* CHECK YOUR UNDERSTANDING:
1. From the soil contamination project description, duplicate everything from "- Differences in" down to "has been demonstrated.".
2. In the soil contamination project description, which commission recently agreed on international standards for cadmium concentration in white rice and vegetables?
3. List the crops that the soil contamination project description says were compared for varietal differences in cadmium absorption.

* PROVIDED TEXT:
Background and Objectives
As evidenced by the recent agreement on international standards for cadmium (Cd) concentration in white rice, vegetables, etc. by the Codex Alimentarius Commission (Joint FAO/WHO Food Standards Programme), the issue of food safety is drawing increasingly strong public attention and concern both at home and abroad. There is an impending need for efforts to ensure safety in food production against contamination by harmful heavy metals or radioactive substances. We are investigating the contamination process of agricultural products by cadmium, arsenic (As) and radioactive substances as well as the development of technologies to prevent and remove such contamination.
Project Overview
With respect to soil contamination by cadmium, arsenic, radioactive substances and other harmful substances in the farm environment, chemical forms and the behavior in soil of these substances will be investigated. In addition, technologies to prevent their absorption into agricultural products will be studied, because such absorption could have human health consequences through human intake of contaminated agricultural products. For cadmium, chemical cleaning, phytoremediation and other contamination removal technologies will be developed, with the view to establishing solution technologies in combination with the absorption prevention technologies.
Relevant Outcomes to Date
- Technologies to remediate cadmium-contaminated soil in a cost-effective and safe manner through chemical cleaning and phytoremediation processes.
- Differences in cadmium absorption among varieties of rice, soybeans and vegetables have been established. With respect to rice, the gene locus involved in cadmium absorption has been identified, based on which the development of low-absorption varieties is being pursued.
- A method to accurately trace the behavior of cadmium in soil and the absorption process into crops has been developed by the application of stable isotope techniques.
- Arsenic absorption of rice has been studied and the possibility of partial transfer of organic arsenic into brown rice has been demonstrated.
- Absorption by crops of radioactive uranium (U) existing in very small concentration in soil has been demonstrated to be extremely low.

* DATA UNDER STUDY:
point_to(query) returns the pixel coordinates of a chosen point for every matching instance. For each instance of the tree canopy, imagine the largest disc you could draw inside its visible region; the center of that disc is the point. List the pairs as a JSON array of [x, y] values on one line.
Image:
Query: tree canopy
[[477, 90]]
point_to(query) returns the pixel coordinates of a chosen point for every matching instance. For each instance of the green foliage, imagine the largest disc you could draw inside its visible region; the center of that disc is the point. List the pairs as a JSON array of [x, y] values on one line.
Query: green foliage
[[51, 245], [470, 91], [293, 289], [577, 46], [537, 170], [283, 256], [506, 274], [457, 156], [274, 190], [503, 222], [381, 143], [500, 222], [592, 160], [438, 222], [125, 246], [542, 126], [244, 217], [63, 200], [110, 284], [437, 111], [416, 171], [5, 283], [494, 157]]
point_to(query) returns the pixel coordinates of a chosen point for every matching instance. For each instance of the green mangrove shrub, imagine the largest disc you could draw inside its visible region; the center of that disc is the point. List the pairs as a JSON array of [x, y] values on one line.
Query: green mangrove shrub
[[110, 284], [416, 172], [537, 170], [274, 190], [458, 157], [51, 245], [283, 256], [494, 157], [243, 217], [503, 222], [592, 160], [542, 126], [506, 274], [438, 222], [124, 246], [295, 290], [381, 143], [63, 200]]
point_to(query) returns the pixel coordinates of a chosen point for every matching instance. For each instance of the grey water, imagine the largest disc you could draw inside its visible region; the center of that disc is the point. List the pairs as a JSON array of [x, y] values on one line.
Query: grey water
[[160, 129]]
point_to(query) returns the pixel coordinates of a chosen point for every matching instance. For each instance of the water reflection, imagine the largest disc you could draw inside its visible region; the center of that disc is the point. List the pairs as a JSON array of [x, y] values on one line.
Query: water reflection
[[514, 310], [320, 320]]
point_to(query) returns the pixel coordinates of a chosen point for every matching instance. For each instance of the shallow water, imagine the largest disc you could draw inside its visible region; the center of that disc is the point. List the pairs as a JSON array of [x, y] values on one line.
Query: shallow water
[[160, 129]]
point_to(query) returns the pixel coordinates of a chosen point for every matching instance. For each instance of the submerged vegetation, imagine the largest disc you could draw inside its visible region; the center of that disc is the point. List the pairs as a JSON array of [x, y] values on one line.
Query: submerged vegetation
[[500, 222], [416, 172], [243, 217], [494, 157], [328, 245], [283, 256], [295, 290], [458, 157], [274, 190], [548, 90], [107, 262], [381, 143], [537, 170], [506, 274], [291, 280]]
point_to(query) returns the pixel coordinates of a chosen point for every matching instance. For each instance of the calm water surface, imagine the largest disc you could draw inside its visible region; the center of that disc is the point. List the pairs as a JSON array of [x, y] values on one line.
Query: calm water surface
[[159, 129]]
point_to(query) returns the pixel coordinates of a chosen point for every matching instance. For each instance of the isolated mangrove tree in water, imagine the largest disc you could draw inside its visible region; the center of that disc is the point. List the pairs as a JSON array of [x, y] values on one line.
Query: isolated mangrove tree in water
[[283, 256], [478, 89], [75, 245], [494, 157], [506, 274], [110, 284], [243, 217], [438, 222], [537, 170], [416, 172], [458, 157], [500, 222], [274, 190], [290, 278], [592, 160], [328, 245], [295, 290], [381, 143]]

* ANSWERS:
1.
- Differences in cadmium absorption among varieties of rice, soybeans and vegetables have been established. With respect to rice, the gene locus involved in cadmium absorption has been identified, based on which the development of low-absorption varieties is being pursued.
- A method to accurately trace the behavior of cadmium in soil and the absorption process into crops has been developed by the application of stable isotope techniques.
- Arsenic absorption of rice has been studied and the possibility of partial transfer of organic arsenic into brown rice has been demonstrated.

2. The Codex Alimentarius Commission (Joint FAO/WHO Food Standards Programme).

3.
- Rice
- Soybeans
- Vegetables